Task directions:
Express everything from the line containing "Find the sea;" down to the end of the items as a JSON list of strings, with one string per line and blank lines skipped. Leave the pictures out of your answer.

[Contour labeling items]
□ □ □ □ □
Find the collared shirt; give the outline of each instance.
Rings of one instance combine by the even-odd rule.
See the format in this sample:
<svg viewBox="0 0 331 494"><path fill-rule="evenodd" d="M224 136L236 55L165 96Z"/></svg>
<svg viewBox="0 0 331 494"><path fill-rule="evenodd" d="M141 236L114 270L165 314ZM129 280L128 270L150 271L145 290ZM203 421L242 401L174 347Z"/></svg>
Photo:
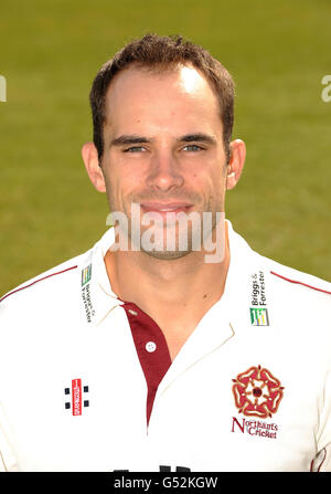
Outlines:
<svg viewBox="0 0 331 494"><path fill-rule="evenodd" d="M228 227L224 293L172 362L111 291L113 229L2 297L0 470L331 471L331 285Z"/></svg>

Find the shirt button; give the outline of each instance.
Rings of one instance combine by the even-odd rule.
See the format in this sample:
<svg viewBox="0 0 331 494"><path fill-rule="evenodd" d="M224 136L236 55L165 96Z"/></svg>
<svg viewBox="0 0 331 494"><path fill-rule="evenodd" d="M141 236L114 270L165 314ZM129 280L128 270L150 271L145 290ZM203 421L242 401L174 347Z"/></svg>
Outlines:
<svg viewBox="0 0 331 494"><path fill-rule="evenodd" d="M148 341L145 348L151 354L152 351L156 351L157 345L154 344L154 341Z"/></svg>

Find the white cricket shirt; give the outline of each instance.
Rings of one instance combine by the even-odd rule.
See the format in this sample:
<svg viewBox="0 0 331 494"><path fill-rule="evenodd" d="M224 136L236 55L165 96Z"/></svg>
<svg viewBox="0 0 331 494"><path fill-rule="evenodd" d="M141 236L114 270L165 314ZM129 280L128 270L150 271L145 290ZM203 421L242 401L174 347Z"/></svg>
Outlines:
<svg viewBox="0 0 331 494"><path fill-rule="evenodd" d="M224 294L172 362L111 292L111 229L2 297L0 470L331 471L331 284L228 227Z"/></svg>

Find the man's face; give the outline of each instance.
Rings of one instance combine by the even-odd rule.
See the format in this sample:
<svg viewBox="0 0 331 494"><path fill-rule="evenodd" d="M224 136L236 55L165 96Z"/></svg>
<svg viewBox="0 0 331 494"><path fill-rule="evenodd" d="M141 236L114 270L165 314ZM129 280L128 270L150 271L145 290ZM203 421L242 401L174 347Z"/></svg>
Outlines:
<svg viewBox="0 0 331 494"><path fill-rule="evenodd" d="M216 95L191 66L162 74L132 66L111 82L106 114L102 169L110 211L127 216L129 237L132 203L140 204L141 216L158 213L164 220L164 241L175 229L177 248L149 254L184 255L200 233L192 224L189 248L180 252L173 216L194 212L202 218L209 211L214 227L215 213L224 211L226 154ZM148 227L139 228L143 234Z"/></svg>

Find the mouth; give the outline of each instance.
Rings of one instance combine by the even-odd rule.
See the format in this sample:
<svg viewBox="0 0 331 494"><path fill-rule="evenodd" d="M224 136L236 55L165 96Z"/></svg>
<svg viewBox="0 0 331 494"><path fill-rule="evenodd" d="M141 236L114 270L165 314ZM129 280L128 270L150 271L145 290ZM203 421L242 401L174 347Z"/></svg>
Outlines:
<svg viewBox="0 0 331 494"><path fill-rule="evenodd" d="M142 202L143 212L158 212L160 214L189 212L193 204L188 202Z"/></svg>

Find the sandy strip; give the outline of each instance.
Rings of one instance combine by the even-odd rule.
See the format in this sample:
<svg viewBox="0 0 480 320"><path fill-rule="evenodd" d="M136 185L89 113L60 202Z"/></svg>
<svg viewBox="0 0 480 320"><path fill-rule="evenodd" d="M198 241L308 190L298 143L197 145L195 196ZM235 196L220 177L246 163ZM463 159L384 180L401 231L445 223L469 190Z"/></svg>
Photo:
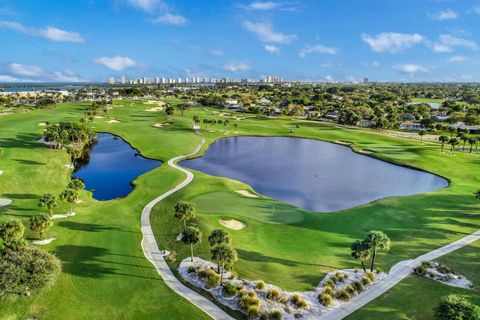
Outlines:
<svg viewBox="0 0 480 320"><path fill-rule="evenodd" d="M258 196L255 193L251 193L248 190L235 190L236 193L240 193L244 197L248 198L258 198Z"/></svg>
<svg viewBox="0 0 480 320"><path fill-rule="evenodd" d="M10 199L0 199L0 207L8 206L10 203L12 203Z"/></svg>
<svg viewBox="0 0 480 320"><path fill-rule="evenodd" d="M51 219L55 220L55 219L73 217L73 216L75 216L75 212L72 211L72 212L67 212L65 214L54 214Z"/></svg>
<svg viewBox="0 0 480 320"><path fill-rule="evenodd" d="M218 220L218 222L224 226L224 227L227 227L229 229L232 229L232 230L242 230L243 228L245 228L247 225L241 221L238 221L238 220L235 220L235 219L231 219L231 220Z"/></svg>
<svg viewBox="0 0 480 320"><path fill-rule="evenodd" d="M35 240L32 243L42 246L42 245L45 245L45 244L49 244L50 242L52 242L54 240L57 240L57 238L48 238L48 239L45 239L45 240Z"/></svg>

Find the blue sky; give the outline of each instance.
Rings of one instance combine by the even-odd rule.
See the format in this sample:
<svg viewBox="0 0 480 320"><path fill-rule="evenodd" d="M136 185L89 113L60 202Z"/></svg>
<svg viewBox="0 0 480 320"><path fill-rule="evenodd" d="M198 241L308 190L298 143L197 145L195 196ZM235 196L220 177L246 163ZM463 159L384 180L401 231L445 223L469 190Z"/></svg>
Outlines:
<svg viewBox="0 0 480 320"><path fill-rule="evenodd" d="M480 0L0 0L0 82L480 81Z"/></svg>

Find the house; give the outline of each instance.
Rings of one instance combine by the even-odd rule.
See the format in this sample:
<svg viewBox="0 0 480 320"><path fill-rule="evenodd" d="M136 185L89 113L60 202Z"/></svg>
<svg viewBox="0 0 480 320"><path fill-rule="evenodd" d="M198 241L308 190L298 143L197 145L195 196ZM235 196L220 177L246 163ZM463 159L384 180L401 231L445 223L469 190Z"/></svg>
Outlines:
<svg viewBox="0 0 480 320"><path fill-rule="evenodd" d="M420 123L407 121L407 122L400 123L400 129L410 130L410 131L420 131L420 130L423 130L423 127Z"/></svg>

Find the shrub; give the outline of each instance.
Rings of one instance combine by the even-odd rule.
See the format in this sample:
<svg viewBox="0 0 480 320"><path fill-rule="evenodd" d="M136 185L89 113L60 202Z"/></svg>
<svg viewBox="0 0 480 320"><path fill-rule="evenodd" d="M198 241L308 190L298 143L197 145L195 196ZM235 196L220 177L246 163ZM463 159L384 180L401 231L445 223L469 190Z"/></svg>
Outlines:
<svg viewBox="0 0 480 320"><path fill-rule="evenodd" d="M260 306L259 305L248 306L247 313L250 319L255 319L260 314Z"/></svg>
<svg viewBox="0 0 480 320"><path fill-rule="evenodd" d="M277 289L270 289L267 291L267 299L278 301L280 298L280 292Z"/></svg>
<svg viewBox="0 0 480 320"><path fill-rule="evenodd" d="M297 307L301 309L307 309L308 308L308 303L305 301L305 299L300 296L298 293L292 294L290 297L290 301Z"/></svg>
<svg viewBox="0 0 480 320"><path fill-rule="evenodd" d="M331 307L333 305L333 298L327 293L320 293L318 295L318 302L320 302L325 307Z"/></svg>
<svg viewBox="0 0 480 320"><path fill-rule="evenodd" d="M233 297L238 293L237 286L231 282L227 282L223 285L223 294L227 297Z"/></svg>
<svg viewBox="0 0 480 320"><path fill-rule="evenodd" d="M335 289L335 282L333 282L333 280L331 279L328 279L327 281L325 281L325 286L329 286L330 288Z"/></svg>
<svg viewBox="0 0 480 320"><path fill-rule="evenodd" d="M352 287L355 289L355 291L357 291L358 293L362 292L365 290L365 287L363 286L363 284L360 282L360 281L353 281L352 282Z"/></svg>
<svg viewBox="0 0 480 320"><path fill-rule="evenodd" d="M322 293L326 293L326 294L332 295L332 294L333 294L333 289L332 289L331 287L329 287L329 286L323 287Z"/></svg>
<svg viewBox="0 0 480 320"><path fill-rule="evenodd" d="M220 284L220 275L214 270L208 270L207 288L214 288Z"/></svg>
<svg viewBox="0 0 480 320"><path fill-rule="evenodd" d="M60 261L47 251L32 247L7 251L0 259L0 295L30 295L55 282L60 271Z"/></svg>
<svg viewBox="0 0 480 320"><path fill-rule="evenodd" d="M257 282L255 282L255 286L258 290L262 291L263 289L265 289L265 282L263 282L262 280L258 280Z"/></svg>
<svg viewBox="0 0 480 320"><path fill-rule="evenodd" d="M280 310L273 310L270 314L270 318L273 320L281 320L283 318L282 312Z"/></svg>
<svg viewBox="0 0 480 320"><path fill-rule="evenodd" d="M343 287L343 290L345 290L350 296L353 296L355 294L355 289L349 284Z"/></svg>
<svg viewBox="0 0 480 320"><path fill-rule="evenodd" d="M350 300L350 295L348 294L347 291L345 290L337 290L335 291L335 298L338 299L338 300L342 300L342 301L348 301Z"/></svg>

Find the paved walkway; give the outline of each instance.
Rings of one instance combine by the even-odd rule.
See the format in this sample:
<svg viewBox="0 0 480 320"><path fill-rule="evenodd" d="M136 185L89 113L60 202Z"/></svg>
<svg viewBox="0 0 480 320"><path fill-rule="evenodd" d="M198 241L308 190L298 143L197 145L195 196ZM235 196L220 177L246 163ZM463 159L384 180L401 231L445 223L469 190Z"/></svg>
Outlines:
<svg viewBox="0 0 480 320"><path fill-rule="evenodd" d="M444 247L421 255L416 259L401 261L390 269L388 276L384 280L378 282L374 286L371 286L363 294L354 297L352 300L350 300L343 306L335 308L319 318L322 320L343 319L354 311L362 308L370 301L378 298L379 296L387 292L390 288L392 288L394 285L402 281L405 277L410 275L413 272L413 269L419 266L422 261L434 260L438 257L441 257L466 245L469 245L477 240L480 240L480 230L460 240L447 244Z"/></svg>
<svg viewBox="0 0 480 320"><path fill-rule="evenodd" d="M158 274L162 277L163 281L170 287L173 291L175 291L180 296L184 297L198 308L203 310L206 314L208 314L213 319L226 319L226 320L233 320L225 311L220 309L216 304L208 300L207 298L203 297L199 293L193 291L192 289L186 287L182 284L172 273L170 268L167 265L167 262L164 259L164 256L160 249L158 248L157 242L155 241L155 236L153 235L152 226L150 225L150 213L152 212L153 207L165 199L166 197L170 196L171 194L177 192L178 190L186 187L190 182L193 180L193 173L190 171L178 166L176 164L177 161L180 161L184 158L189 156L193 156L200 151L202 146L205 144L205 139L202 137L202 142L198 145L198 147L190 154L176 157L170 159L168 161L168 165L172 168L175 168L179 171L182 171L187 175L187 178L183 180L179 185L170 189L169 191L165 192L164 194L158 196L157 198L153 199L149 204L147 204L142 211L142 218L141 218L141 225L142 225L142 249L145 257L155 266L157 269Z"/></svg>

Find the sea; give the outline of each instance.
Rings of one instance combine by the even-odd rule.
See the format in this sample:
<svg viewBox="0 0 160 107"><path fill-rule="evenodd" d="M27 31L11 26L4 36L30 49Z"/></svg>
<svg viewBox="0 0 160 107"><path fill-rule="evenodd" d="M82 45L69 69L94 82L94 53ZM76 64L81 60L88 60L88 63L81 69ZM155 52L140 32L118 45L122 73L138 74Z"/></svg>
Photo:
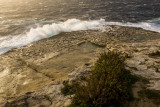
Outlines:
□ □ □ □ □
Response to the exercise:
[
  "Find the sea; give the outline of each instance.",
  "Rings of one instance combine by the even-odd rule.",
  "See the format in this sample:",
  "<svg viewBox=\"0 0 160 107\"><path fill-rule=\"evenodd\" d=\"M27 31L11 26L4 36L30 49Z\"/></svg>",
  "<svg viewBox=\"0 0 160 107\"><path fill-rule=\"evenodd\" d=\"M82 45L69 69L94 82L94 53ZM76 64L81 60L88 60L88 63L81 69ZM155 52L140 32L118 45L122 73L138 74Z\"/></svg>",
  "Photo:",
  "Outlines:"
]